PROBLEM TO SOLVE
Among the lines below, copy exactly those from the one with "positive clicks: (395, 176)" through the one with "negative clicks: (265, 198)", counting both ends.

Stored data
----------
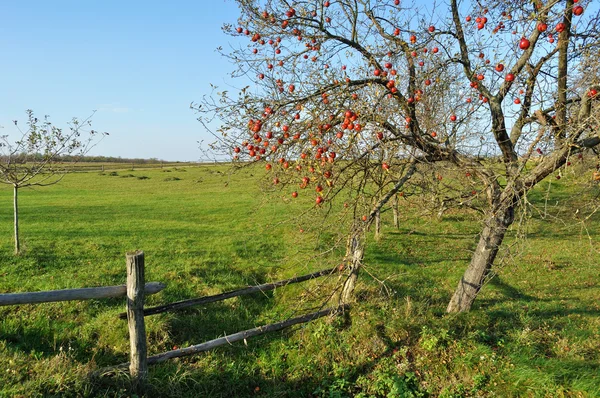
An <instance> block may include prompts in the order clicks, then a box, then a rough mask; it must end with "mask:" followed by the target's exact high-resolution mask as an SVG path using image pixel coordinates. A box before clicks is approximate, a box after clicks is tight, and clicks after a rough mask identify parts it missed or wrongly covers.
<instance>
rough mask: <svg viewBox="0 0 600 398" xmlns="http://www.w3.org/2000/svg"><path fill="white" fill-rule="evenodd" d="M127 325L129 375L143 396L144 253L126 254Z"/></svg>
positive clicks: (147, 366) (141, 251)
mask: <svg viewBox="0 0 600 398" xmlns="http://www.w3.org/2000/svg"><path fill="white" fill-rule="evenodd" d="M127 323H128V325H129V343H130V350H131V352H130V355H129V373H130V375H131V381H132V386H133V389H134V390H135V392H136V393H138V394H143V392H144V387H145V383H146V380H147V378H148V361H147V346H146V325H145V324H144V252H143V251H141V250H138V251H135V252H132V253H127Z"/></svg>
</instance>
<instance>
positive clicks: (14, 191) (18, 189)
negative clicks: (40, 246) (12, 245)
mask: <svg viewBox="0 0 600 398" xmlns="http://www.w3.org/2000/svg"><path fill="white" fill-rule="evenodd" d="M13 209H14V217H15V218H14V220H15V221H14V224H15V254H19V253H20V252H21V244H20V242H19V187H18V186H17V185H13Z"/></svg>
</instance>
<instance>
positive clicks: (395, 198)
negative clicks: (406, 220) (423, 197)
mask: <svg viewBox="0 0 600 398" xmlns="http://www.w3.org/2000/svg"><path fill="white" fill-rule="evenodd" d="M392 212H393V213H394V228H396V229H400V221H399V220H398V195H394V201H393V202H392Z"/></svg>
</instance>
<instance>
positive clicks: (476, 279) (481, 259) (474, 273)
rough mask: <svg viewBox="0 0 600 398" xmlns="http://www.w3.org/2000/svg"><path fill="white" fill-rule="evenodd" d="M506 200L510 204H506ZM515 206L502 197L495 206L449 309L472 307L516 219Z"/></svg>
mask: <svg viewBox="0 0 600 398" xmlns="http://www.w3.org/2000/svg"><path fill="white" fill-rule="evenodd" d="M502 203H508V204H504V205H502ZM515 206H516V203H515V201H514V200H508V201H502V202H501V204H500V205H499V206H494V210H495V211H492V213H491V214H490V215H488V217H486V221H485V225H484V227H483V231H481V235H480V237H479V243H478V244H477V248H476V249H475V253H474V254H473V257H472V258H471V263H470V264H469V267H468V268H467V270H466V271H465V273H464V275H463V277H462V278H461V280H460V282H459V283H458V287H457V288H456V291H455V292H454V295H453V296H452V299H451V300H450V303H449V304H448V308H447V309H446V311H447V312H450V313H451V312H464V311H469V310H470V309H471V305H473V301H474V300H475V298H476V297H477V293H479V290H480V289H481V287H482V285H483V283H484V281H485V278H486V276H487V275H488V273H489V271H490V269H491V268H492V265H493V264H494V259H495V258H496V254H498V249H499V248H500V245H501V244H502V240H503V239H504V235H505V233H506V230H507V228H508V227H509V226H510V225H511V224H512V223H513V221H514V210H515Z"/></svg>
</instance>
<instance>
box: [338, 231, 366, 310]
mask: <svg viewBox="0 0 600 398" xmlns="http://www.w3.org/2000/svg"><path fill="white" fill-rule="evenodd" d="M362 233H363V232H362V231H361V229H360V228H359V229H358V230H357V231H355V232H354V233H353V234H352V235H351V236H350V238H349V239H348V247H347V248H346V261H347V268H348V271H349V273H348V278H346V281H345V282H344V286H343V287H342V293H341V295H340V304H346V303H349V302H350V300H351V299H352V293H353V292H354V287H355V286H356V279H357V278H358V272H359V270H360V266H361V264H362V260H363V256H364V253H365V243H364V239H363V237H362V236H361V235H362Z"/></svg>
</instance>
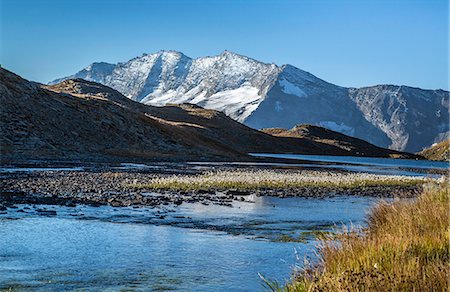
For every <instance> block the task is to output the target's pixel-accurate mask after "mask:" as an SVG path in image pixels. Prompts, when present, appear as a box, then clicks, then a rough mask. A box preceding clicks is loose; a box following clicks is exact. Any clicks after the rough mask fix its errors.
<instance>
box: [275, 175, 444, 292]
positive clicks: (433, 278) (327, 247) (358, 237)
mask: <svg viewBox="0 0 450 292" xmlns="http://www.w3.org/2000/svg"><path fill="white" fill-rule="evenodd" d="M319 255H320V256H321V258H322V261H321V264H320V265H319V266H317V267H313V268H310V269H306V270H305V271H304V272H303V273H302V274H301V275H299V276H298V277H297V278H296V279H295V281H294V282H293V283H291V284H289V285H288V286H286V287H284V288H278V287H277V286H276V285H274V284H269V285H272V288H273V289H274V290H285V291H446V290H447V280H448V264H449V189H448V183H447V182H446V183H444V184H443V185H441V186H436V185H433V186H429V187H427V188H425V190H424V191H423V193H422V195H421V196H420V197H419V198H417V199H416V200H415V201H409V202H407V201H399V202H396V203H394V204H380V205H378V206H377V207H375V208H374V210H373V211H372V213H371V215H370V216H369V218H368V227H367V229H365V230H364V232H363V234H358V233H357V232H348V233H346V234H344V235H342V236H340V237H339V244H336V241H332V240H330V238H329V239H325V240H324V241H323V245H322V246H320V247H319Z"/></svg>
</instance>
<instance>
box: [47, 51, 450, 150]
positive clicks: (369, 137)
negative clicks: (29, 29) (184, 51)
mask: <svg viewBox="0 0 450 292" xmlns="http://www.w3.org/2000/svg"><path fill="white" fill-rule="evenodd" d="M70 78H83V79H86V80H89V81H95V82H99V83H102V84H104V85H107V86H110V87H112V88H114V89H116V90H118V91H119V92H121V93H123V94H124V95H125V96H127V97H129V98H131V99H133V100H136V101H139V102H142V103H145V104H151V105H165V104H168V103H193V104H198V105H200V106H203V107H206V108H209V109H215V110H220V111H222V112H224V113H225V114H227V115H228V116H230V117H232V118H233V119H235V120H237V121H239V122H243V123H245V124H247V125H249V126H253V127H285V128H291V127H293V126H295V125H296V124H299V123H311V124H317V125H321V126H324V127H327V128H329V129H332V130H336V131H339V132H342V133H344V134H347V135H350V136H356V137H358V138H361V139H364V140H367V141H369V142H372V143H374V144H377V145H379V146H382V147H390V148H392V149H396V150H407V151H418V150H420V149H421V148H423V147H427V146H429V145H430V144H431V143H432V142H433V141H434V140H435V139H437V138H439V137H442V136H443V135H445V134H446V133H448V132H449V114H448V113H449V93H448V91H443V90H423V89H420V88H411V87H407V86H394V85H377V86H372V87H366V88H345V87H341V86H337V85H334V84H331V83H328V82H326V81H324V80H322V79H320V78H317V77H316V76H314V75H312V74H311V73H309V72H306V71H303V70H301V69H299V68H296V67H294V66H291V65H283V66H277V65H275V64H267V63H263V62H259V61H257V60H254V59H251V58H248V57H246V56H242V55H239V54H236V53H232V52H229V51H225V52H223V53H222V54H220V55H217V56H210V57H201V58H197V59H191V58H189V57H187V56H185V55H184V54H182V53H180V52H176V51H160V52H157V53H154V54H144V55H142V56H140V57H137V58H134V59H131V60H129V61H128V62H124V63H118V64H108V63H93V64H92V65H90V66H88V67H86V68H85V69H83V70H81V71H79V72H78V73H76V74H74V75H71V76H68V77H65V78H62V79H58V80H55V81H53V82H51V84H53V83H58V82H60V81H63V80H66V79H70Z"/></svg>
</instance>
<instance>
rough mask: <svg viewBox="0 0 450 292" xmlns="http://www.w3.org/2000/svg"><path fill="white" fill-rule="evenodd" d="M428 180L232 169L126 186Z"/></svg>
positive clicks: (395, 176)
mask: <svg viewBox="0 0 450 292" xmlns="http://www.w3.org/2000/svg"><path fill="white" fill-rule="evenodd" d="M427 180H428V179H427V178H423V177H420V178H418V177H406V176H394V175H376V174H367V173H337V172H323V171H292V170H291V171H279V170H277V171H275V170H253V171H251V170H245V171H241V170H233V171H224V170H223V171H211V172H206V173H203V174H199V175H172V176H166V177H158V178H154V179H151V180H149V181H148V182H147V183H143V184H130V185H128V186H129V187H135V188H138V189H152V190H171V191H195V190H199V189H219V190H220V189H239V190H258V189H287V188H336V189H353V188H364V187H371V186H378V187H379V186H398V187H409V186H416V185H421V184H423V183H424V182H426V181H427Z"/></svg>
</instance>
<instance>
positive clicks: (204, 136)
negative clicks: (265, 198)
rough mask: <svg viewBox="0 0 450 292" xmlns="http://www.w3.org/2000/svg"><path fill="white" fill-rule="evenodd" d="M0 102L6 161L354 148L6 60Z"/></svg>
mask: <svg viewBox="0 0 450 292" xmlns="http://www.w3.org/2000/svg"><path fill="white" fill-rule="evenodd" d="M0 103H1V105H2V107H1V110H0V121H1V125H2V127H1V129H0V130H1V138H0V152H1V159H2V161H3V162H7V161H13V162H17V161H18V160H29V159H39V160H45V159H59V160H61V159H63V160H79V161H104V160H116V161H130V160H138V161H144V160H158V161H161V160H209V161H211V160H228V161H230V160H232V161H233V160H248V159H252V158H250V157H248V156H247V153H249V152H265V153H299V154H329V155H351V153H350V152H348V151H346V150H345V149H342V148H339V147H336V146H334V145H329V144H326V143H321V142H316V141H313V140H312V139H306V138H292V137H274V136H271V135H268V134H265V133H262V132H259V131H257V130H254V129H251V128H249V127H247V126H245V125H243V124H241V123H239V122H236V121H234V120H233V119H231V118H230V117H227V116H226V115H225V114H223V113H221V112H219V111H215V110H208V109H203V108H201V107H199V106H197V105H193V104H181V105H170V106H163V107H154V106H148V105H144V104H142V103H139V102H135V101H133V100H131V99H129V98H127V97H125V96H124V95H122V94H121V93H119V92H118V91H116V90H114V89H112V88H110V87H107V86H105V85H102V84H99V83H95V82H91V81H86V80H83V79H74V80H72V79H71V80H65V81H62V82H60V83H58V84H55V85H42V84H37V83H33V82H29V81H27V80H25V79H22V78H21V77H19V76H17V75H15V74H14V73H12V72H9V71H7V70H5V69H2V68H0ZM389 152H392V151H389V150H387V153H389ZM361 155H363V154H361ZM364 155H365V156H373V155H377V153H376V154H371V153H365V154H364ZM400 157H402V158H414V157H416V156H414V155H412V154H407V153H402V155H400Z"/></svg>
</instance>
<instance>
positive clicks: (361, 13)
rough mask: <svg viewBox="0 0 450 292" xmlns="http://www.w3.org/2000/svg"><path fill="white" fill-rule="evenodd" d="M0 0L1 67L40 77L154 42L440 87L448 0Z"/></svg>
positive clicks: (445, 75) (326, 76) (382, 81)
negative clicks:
----------
SOLUTION TO THIS PROBLEM
positive clicks: (395, 176)
mask: <svg viewBox="0 0 450 292" xmlns="http://www.w3.org/2000/svg"><path fill="white" fill-rule="evenodd" d="M427 180H428V179H427V178H423V177H420V178H418V177H406V176H394V175H376V174H367V173H337V172H323V171H292V170H291V171H279V170H277V171H275V170H253V171H251V170H245V171H241V170H233V171H224V170H223V171H211V172H206V173H203V174H199V175H172V176H166V177H158V178H154V179H151V180H149V181H148V182H147V183H143V184H130V185H128V186H129V187H135V188H138V189H152V190H171V191H195V190H199V189H219V190H220V189H239V190H258V189H287V188H336V189H353V188H364V187H371V186H378V187H379V186H398V187H409V186H416V185H421V184H423V183H424V182H426V181H427Z"/></svg>
</instance>
<instance>
positive clicks: (204, 136)
negative clicks: (265, 198)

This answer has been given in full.